_TEXT SHOWN_.
┄┄┄┄┄┄┄┄┄┄┄┄┄┄┄┄┄┄┄┄

# Best Detailer in Los Angeles area?



## stylinexpat (May 23, 2004)

Anyone know of any nice professional detailers that are famous for making cars look better then they did new? Where all work and is hand done wih no mickey mouse stuff?
Looking for one in California, prefer Los Angeles Area.. :dunno:


----------



## Intermezzo (Mar 22, 2002)

stylinexpat said:


> Anyone know of any nice professional detailers that are famous for making cars look better then they did new? Where all work and is hand done wih no mickey mouse stuff?
> Looking for one in California, prefer Los Angeles Area.. :dunno:


Joe Fernandez of Superior Shine... He does an incredible job. He detailed my friend's Maserati Coupe to perfection and I can attest to the fact that he really knows his stuff. I think he does mobile work too...

http://www.superiorshine.com/

If you need to do some substantial corrective work on your paint (swirl-removal, etc.) he's going to have to use a rotary though. It's nothing to be worried about though. They're aren't as dangerous as ppl make them out to be.


----------



## Plaz (Dec 19, 2001)

┄┄┄┄┄┄┄┄┄┄┄┄┄┄┄┄┄┄┄┄

(Saved data entries)
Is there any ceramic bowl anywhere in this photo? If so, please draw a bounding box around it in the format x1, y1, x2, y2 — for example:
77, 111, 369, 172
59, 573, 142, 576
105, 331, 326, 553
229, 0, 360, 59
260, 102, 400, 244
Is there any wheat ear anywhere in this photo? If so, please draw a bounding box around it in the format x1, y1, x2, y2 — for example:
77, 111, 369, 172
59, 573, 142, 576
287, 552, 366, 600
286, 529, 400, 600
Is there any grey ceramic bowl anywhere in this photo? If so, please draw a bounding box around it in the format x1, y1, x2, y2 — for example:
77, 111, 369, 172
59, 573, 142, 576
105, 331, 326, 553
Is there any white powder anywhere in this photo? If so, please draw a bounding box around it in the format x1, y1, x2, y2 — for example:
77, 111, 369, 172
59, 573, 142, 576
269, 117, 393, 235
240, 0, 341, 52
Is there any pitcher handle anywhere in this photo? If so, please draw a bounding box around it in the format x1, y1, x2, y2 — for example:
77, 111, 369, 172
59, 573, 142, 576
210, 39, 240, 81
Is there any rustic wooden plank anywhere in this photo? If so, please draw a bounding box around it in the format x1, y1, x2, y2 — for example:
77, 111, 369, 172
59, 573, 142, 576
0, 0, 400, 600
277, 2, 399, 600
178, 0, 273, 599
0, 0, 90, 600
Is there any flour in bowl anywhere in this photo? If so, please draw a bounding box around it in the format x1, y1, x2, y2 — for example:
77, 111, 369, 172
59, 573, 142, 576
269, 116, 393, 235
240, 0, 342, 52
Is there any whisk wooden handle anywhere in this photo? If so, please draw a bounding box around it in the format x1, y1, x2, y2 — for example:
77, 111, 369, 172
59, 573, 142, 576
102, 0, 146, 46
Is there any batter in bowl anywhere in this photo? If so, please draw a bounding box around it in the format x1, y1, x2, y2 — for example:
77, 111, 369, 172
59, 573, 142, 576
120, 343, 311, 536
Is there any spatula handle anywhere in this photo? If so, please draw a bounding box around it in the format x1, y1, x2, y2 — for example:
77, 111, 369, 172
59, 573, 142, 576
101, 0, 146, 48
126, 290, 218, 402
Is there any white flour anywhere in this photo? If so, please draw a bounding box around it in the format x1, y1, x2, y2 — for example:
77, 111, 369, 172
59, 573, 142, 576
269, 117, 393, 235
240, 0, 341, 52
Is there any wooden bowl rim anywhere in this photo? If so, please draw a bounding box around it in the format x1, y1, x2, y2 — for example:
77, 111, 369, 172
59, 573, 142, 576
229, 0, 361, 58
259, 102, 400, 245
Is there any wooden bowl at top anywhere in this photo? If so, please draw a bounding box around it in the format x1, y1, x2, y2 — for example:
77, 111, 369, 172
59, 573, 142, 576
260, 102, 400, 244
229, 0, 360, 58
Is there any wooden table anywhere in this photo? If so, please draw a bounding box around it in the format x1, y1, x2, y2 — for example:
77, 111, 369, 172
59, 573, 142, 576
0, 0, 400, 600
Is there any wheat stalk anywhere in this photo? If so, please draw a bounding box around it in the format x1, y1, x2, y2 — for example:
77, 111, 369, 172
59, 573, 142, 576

┄┄┄┄┄┄┄┄┄┄┄┄┄┄┄┄┄┄┄┄

_WHAT YOU NEED TO DO_.
**1.** List every username that heads a post in the detailer thread.
**2.** For each statement, say whether it agrees with the detailer thread, and quote the words that decide it: (a) The first poster would like a detailer in the Los Angeles area. (b) Joe Fernandez detailed Intermezzo's own Maserati. (c) Intermezzo warns that rotaries are very dangerous.
**3.** Continue the detailer thread from where it stops.

_IN RESPONSE_.
**1.** stylinexpat, Intermezzo, Plaz

**2.**
(a) Yes: "prefer Los Angeles Area"
(b) No: "He detailed my friend's Maserati Coupe to perfection"
(c) No: "They're aren't as dangerous as ppl make them out to be."

**3.**
Whatever you do, DON'T go to Walker Detail.


----------



## Intermezzo (Mar 22, 2002)

BTW, in regard to Joe Fernandez, here's a link to a recent detail he did.

http://www.meguiarsonline.com/forums/showthread.php?s=&threadid=253


----------



## thelookingglass (Mar 26, 2005)

Anyone else? I'm looking for a shop and not the mobile service. Too darn expensive!


----------



## Superior Shine (Apr 12, 2005)

*Intermezzo- Thank you again*

Intermezzo--

Because you kindly posted me as a detailer that performs, "an incredible job" I have received a number of inquires and actually booked three jobs.

Again thanks for the kind words.

Also, to any members (Andy, Eric, Frankie, OR....) that have had their vehicle detailed by Superior Shine please post your opinion of the work, good or bad-TAHNKS


----------



## BMWoverBenzGal (Feb 24, 2003)

*Need detailer on the Westside*

I checked Super Shine's website but all the other detail companies you mentioned do not cover my area either. Does anyone know of a great detailer for the Westside area?


----------



## gadgetfreak (May 29, 2007)

would love to find one in beverly hills area..


----------



## thaichi808 (May 23, 2006)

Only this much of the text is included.